I've been in a startup that used to say yes to every stupid request possible
to get a customer and yes, it destroyed the product, because we had some
general and generic features available to everyone and a lot of stuff that was
very specific and not reusable. This means that even if you get the client,
you're raising maintenance and development costs (and probably performance -
if it's very specific if/else are your friends) without investing in your
product and in future clients, and this is _very_ bad for a business, because
the customer _owns_ the product and you don't.

Actually, I believe it's the single worst thing that can happen to a startup -
case is, it always happen when who is in charge is not a tech guy but a
seller, and the reason is that while costs are hidden to his eyes (developers
do weird things in dark rooms) the benefits are high.

Unfortunately, you're gonna pay such decisions sooner or later :)

------
CRASCH
I don't think it is as black and white. It could be a signal that they aren't
a real buyer, or it could be a signal that they do want to buy.

···

AIM A. The first comment in the startup thread says that getting a client through a very specific feature raises costs. List each thing it names as being raised.
AIM B. Copy out the startup thread word for word between "Actually, I believe" and "benefits are high.", inclusive.
The items come from a different source than the thread.

···

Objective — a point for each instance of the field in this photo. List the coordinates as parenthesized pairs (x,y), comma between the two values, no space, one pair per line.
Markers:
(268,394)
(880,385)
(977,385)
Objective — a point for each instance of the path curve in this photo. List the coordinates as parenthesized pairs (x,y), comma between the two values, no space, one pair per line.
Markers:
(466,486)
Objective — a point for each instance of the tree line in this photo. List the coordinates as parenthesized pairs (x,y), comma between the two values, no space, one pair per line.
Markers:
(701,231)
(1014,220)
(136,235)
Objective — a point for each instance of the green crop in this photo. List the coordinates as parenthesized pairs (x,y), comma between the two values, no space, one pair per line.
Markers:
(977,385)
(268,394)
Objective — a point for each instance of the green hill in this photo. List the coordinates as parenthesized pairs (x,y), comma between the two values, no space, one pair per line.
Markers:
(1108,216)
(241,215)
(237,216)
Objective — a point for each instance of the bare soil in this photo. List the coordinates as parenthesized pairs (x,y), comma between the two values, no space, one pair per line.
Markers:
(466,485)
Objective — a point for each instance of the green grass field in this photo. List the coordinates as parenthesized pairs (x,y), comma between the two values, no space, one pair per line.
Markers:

···

OUTPUT A.
- Maintenance costs
- Development costs
- Performance (marked as "probably")

OUTPUT B.
Actually, I believe it's the single worst thing that can happen to a startup -
case is, it always happen when who is in charge is not a tech guy but a
seller, and the reason is that while costs are hidden to his eyes (developers
do weird things in dark rooms) the benefits are high.